**Do this**
In the data below, restate exactly the lines from the one with "Query: green grasshopper" to the final line, both included, but not the pictures.

* BEGIN Input *

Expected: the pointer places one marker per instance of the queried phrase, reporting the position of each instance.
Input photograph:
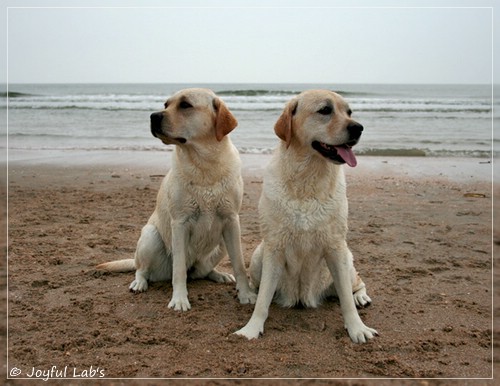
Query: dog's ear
(225, 122)
(283, 126)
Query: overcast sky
(231, 42)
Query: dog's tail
(126, 265)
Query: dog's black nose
(355, 129)
(156, 119)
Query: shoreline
(466, 169)
(421, 242)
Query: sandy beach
(420, 232)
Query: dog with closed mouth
(303, 256)
(196, 219)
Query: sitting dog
(196, 217)
(304, 256)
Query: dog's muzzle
(354, 129)
(156, 119)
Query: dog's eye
(327, 110)
(185, 105)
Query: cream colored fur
(303, 211)
(196, 219)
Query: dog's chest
(308, 215)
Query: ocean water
(404, 120)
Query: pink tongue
(347, 155)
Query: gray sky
(231, 42)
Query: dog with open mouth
(303, 257)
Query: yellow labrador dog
(196, 217)
(304, 257)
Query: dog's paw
(247, 297)
(361, 333)
(248, 332)
(179, 304)
(140, 285)
(361, 298)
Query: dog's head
(191, 115)
(320, 120)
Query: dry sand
(420, 231)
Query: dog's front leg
(340, 265)
(179, 300)
(232, 237)
(271, 273)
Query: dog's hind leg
(204, 268)
(151, 260)
(256, 266)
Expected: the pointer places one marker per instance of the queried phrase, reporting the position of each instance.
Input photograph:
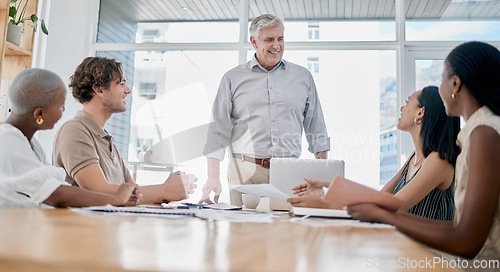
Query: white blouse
(26, 178)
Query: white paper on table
(265, 190)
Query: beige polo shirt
(81, 141)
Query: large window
(353, 49)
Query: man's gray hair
(263, 21)
(33, 88)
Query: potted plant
(17, 15)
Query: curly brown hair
(94, 71)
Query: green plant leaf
(12, 12)
(34, 18)
(44, 27)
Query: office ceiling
(228, 10)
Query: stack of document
(300, 211)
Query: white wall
(71, 26)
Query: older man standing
(260, 111)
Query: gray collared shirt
(262, 113)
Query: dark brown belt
(262, 162)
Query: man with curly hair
(86, 150)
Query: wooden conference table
(65, 240)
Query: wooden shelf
(14, 50)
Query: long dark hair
(477, 64)
(439, 131)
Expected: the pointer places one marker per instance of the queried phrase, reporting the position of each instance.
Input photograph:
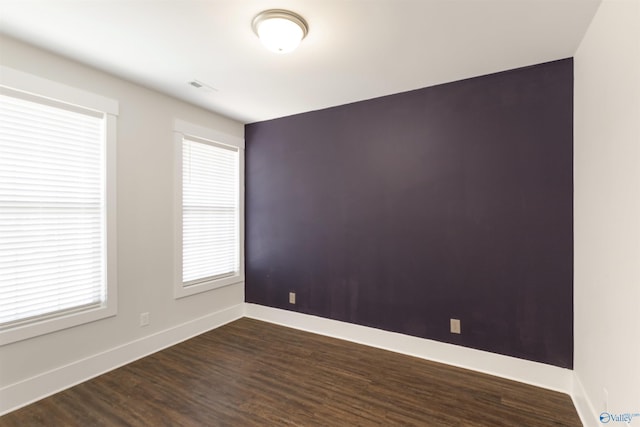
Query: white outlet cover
(455, 326)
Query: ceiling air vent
(202, 86)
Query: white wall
(145, 233)
(607, 211)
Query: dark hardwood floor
(251, 373)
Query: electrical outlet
(144, 319)
(455, 326)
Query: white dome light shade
(280, 31)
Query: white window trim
(185, 129)
(23, 82)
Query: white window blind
(52, 209)
(210, 211)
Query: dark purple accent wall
(399, 213)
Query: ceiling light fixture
(281, 31)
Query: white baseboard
(20, 394)
(534, 373)
(38, 387)
(583, 404)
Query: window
(209, 217)
(57, 222)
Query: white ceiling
(355, 50)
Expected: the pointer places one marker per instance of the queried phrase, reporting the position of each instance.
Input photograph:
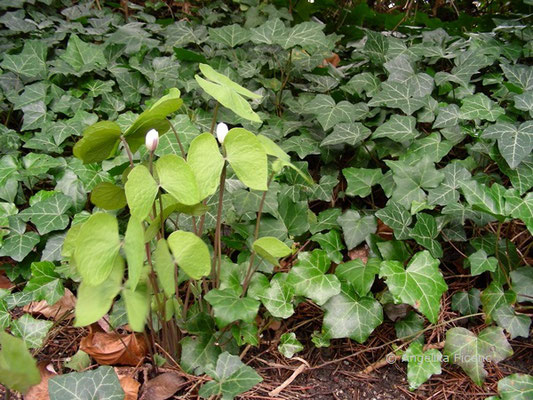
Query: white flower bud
(152, 140)
(222, 131)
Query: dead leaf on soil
(40, 391)
(64, 305)
(112, 348)
(162, 386)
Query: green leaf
(421, 364)
(516, 387)
(231, 378)
(45, 283)
(398, 128)
(18, 369)
(100, 383)
(289, 345)
(97, 247)
(516, 324)
(99, 142)
(49, 214)
(108, 196)
(191, 253)
(421, 285)
(164, 267)
(271, 249)
(309, 278)
(356, 228)
(361, 180)
(206, 163)
(93, 302)
(247, 157)
(479, 106)
(425, 232)
(469, 352)
(348, 315)
(177, 178)
(230, 307)
(358, 274)
(134, 250)
(83, 56)
(466, 303)
(514, 143)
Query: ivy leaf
(515, 144)
(516, 324)
(50, 214)
(466, 303)
(469, 351)
(32, 331)
(100, 383)
(229, 35)
(231, 378)
(425, 231)
(421, 365)
(356, 228)
(230, 307)
(18, 369)
(289, 345)
(479, 106)
(348, 315)
(421, 285)
(309, 278)
(45, 283)
(361, 180)
(396, 217)
(398, 128)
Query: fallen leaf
(162, 386)
(113, 348)
(64, 305)
(40, 391)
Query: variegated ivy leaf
(309, 278)
(514, 143)
(398, 128)
(421, 364)
(289, 345)
(514, 323)
(425, 232)
(467, 303)
(347, 315)
(330, 114)
(420, 285)
(470, 352)
(396, 217)
(479, 106)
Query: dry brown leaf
(162, 386)
(40, 391)
(113, 348)
(56, 311)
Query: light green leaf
(309, 278)
(93, 302)
(177, 178)
(206, 163)
(469, 352)
(421, 285)
(247, 157)
(100, 383)
(18, 369)
(289, 345)
(191, 253)
(97, 247)
(421, 364)
(356, 228)
(231, 378)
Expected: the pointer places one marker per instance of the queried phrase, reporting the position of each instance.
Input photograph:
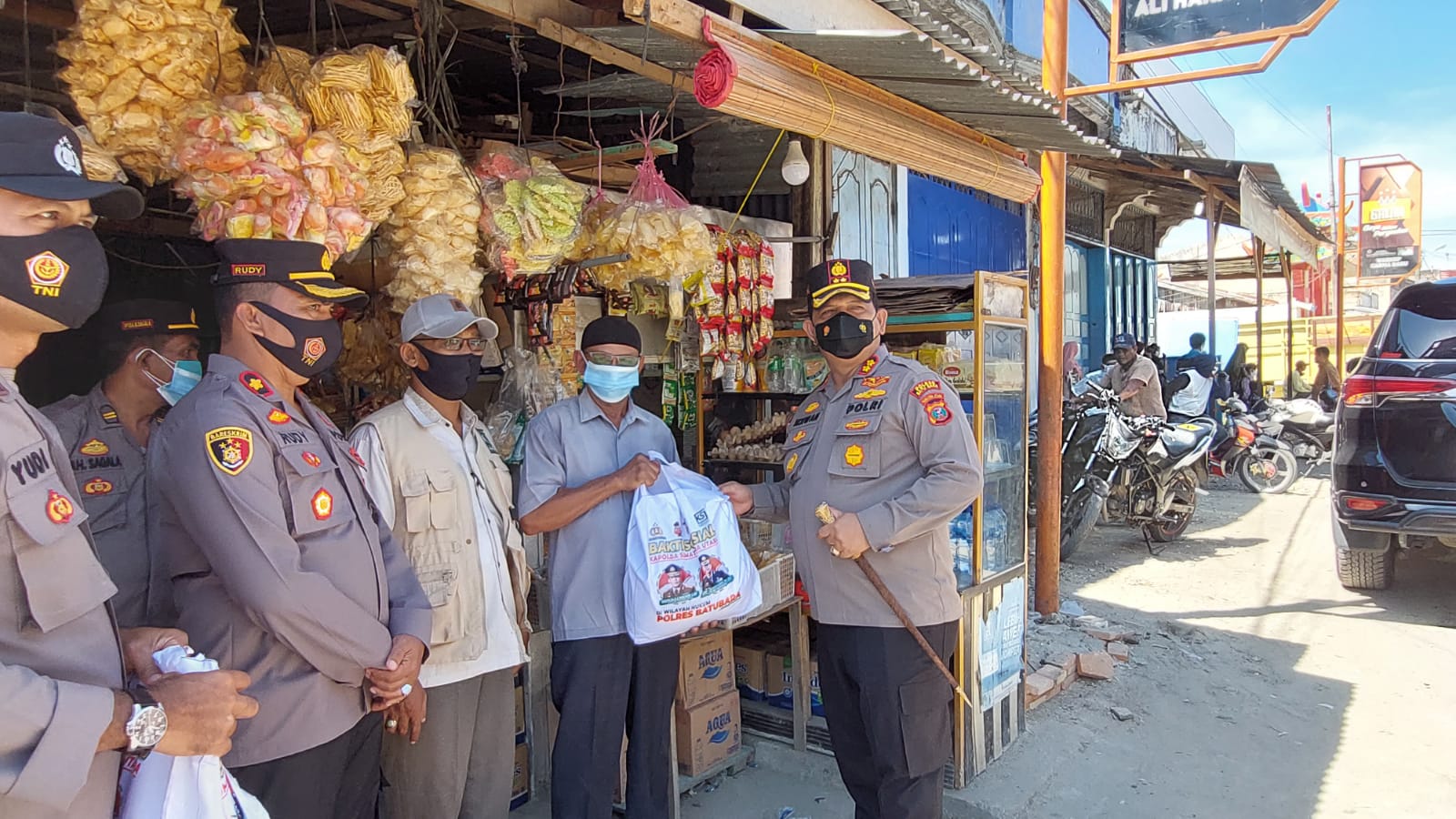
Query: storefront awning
(1176, 186)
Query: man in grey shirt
(885, 440)
(584, 460)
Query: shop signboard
(1390, 219)
(1155, 24)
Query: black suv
(1395, 439)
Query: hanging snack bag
(686, 561)
(657, 228)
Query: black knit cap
(611, 329)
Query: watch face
(146, 726)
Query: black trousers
(339, 778)
(603, 685)
(888, 714)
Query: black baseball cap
(146, 317)
(298, 266)
(855, 278)
(43, 157)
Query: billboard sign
(1390, 219)
(1155, 24)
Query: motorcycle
(1303, 426)
(1139, 471)
(1263, 464)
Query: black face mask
(60, 274)
(449, 376)
(317, 343)
(844, 336)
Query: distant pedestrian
(1299, 385)
(1327, 379)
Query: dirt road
(1263, 687)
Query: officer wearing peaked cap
(278, 561)
(149, 353)
(885, 445)
(65, 666)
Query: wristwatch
(147, 723)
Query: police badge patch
(230, 448)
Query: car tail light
(1368, 390)
(1365, 503)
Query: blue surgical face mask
(611, 383)
(186, 375)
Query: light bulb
(795, 165)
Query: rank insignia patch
(58, 508)
(255, 383)
(935, 409)
(313, 349)
(230, 448)
(98, 487)
(322, 504)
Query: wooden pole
(1289, 295)
(1259, 308)
(1210, 215)
(1340, 267)
(1052, 321)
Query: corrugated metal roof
(907, 65)
(1158, 179)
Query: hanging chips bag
(657, 228)
(531, 212)
(136, 67)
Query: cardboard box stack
(710, 724)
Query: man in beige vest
(448, 497)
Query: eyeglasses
(609, 360)
(455, 344)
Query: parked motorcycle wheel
(1184, 489)
(1269, 470)
(1077, 518)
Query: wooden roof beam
(1212, 189)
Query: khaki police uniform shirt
(278, 562)
(109, 470)
(895, 446)
(60, 659)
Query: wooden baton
(826, 518)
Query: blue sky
(1388, 67)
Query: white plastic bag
(686, 562)
(182, 787)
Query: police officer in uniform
(278, 561)
(65, 668)
(885, 443)
(149, 353)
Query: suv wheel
(1363, 569)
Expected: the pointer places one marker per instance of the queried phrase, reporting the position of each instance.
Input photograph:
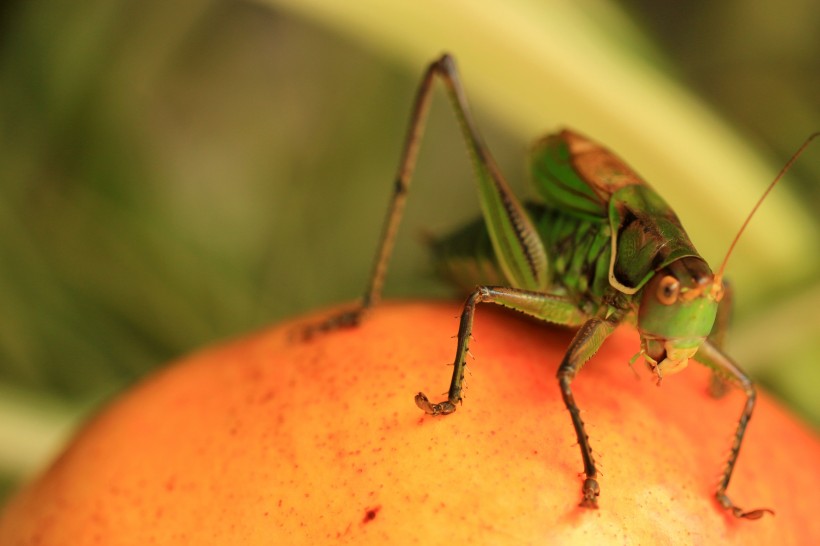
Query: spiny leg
(519, 250)
(556, 309)
(584, 345)
(713, 357)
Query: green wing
(583, 179)
(578, 176)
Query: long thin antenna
(783, 171)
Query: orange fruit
(270, 441)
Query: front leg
(556, 309)
(584, 345)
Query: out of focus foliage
(174, 173)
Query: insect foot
(591, 491)
(442, 408)
(739, 513)
(344, 319)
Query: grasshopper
(604, 249)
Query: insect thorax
(578, 250)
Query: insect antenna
(719, 275)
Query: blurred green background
(176, 173)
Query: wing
(582, 178)
(577, 175)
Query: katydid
(602, 250)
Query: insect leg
(713, 357)
(516, 242)
(556, 309)
(584, 345)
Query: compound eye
(668, 290)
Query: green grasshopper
(605, 249)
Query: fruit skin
(266, 440)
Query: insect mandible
(602, 250)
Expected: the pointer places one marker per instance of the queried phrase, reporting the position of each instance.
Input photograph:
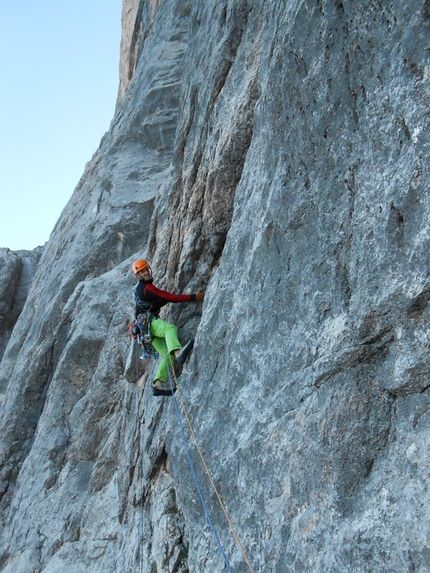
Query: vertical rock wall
(273, 153)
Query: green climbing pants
(164, 335)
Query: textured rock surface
(15, 280)
(275, 154)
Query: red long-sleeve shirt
(146, 292)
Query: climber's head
(141, 269)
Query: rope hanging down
(196, 481)
(170, 370)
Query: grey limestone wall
(275, 155)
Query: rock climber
(150, 299)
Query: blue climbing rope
(196, 481)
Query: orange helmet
(139, 265)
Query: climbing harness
(175, 402)
(142, 331)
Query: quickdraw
(142, 330)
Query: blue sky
(59, 62)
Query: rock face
(274, 154)
(15, 280)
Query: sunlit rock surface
(274, 154)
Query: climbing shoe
(185, 352)
(162, 389)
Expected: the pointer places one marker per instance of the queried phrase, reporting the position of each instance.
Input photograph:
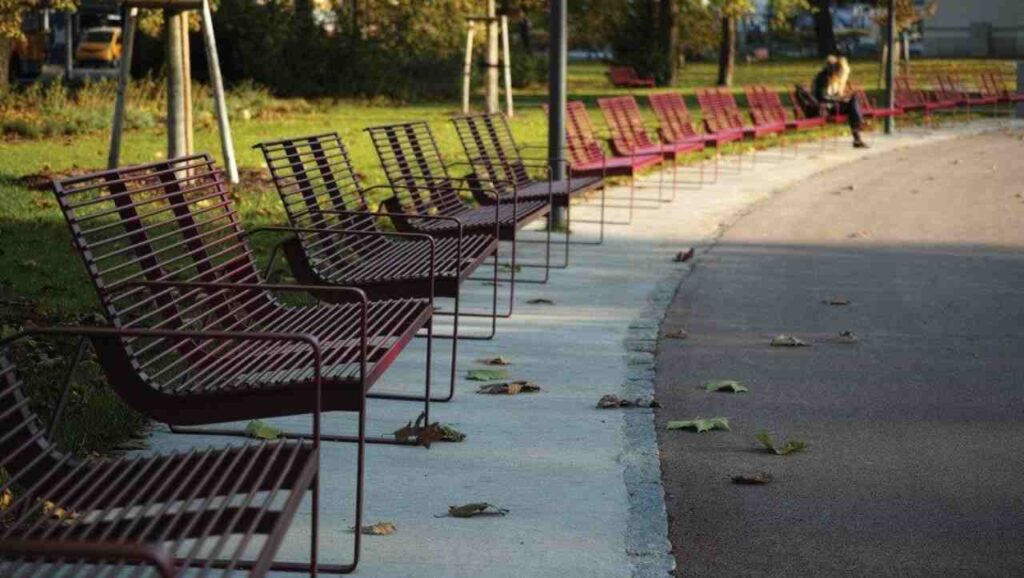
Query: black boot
(858, 142)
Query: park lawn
(42, 279)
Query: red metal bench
(217, 511)
(869, 108)
(589, 159)
(627, 77)
(951, 87)
(165, 249)
(677, 125)
(495, 156)
(320, 190)
(629, 135)
(423, 187)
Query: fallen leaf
(509, 388)
(379, 529)
(790, 447)
(846, 337)
(726, 385)
(614, 402)
(474, 509)
(786, 341)
(262, 430)
(51, 509)
(756, 479)
(486, 374)
(684, 255)
(699, 424)
(425, 435)
(838, 301)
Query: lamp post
(557, 55)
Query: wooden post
(175, 84)
(492, 90)
(213, 62)
(114, 159)
(186, 86)
(890, 69)
(467, 69)
(507, 59)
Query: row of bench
(196, 333)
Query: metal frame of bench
(677, 125)
(320, 189)
(170, 513)
(589, 159)
(493, 152)
(628, 135)
(423, 186)
(721, 114)
(165, 249)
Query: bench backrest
(581, 139)
(414, 165)
(170, 220)
(26, 453)
(314, 176)
(623, 117)
(719, 110)
(491, 148)
(673, 116)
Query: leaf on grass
(846, 337)
(509, 388)
(699, 424)
(755, 479)
(486, 374)
(837, 301)
(791, 446)
(684, 255)
(425, 435)
(474, 509)
(379, 529)
(614, 402)
(262, 430)
(59, 513)
(786, 341)
(729, 385)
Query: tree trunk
(727, 51)
(823, 28)
(6, 47)
(670, 37)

* END Input *

**Exercise output**
Query: green grasshopper
(605, 249)
Query: fruit skin
(266, 440)
Query: insect mandible
(602, 250)
Expected: the pointer places one marker per instance of the queried phrase, reporting the position of each instance.
Input photograph:
Query: vertical rock wall
(273, 153)
Query: green climbing pants
(164, 335)
Query: textured rock surface
(15, 280)
(275, 154)
Query: red long-sleeve shirt
(146, 292)
Query: climber's head
(141, 269)
Query: rope hanging down
(196, 481)
(170, 370)
Query: grey limestone wall
(275, 155)
Query: rock climber
(150, 299)
Query: blue climbing rope
(196, 481)
Query: orange helmet
(139, 265)
Query: climbing harness
(175, 402)
(142, 331)
Query: quickdraw
(142, 330)
Query: blue sky
(59, 62)
Query: rock face
(274, 154)
(15, 280)
Query: sunlit rock surface
(274, 154)
Query: climbing shoe
(185, 352)
(162, 389)
Expected: the pointer places one marker per instance of the queried phrase, reporting the position of each instance.
Input photograph:
Query: black boot
(858, 142)
Query: park lawn
(42, 279)
Query: red metal bench
(217, 511)
(869, 108)
(589, 159)
(627, 77)
(951, 87)
(165, 249)
(677, 125)
(495, 156)
(320, 190)
(629, 135)
(423, 187)
Query: fallen leaf
(509, 388)
(379, 529)
(790, 447)
(846, 337)
(726, 385)
(614, 402)
(474, 509)
(786, 341)
(262, 430)
(51, 509)
(756, 479)
(486, 374)
(684, 255)
(699, 424)
(425, 435)
(838, 301)
Query: lamp post
(557, 55)
Query: wooden post
(175, 84)
(492, 90)
(213, 62)
(114, 159)
(186, 86)
(890, 69)
(467, 69)
(507, 59)
Query: row of bench
(196, 333)
Query: metal frame of bench
(677, 125)
(320, 189)
(170, 513)
(589, 159)
(493, 152)
(628, 135)
(423, 186)
(721, 114)
(165, 249)
Query: bench backrest
(581, 139)
(414, 165)
(170, 220)
(26, 453)
(314, 176)
(623, 117)
(719, 110)
(491, 148)
(673, 116)
Query: leaf on grass
(846, 337)
(509, 388)
(699, 424)
(755, 479)
(486, 374)
(837, 301)
(791, 446)
(684, 255)
(425, 435)
(474, 509)
(379, 529)
(614, 402)
(262, 430)
(59, 513)
(786, 341)
(729, 385)
Query: tree trunk
(727, 51)
(823, 28)
(6, 47)
(670, 37)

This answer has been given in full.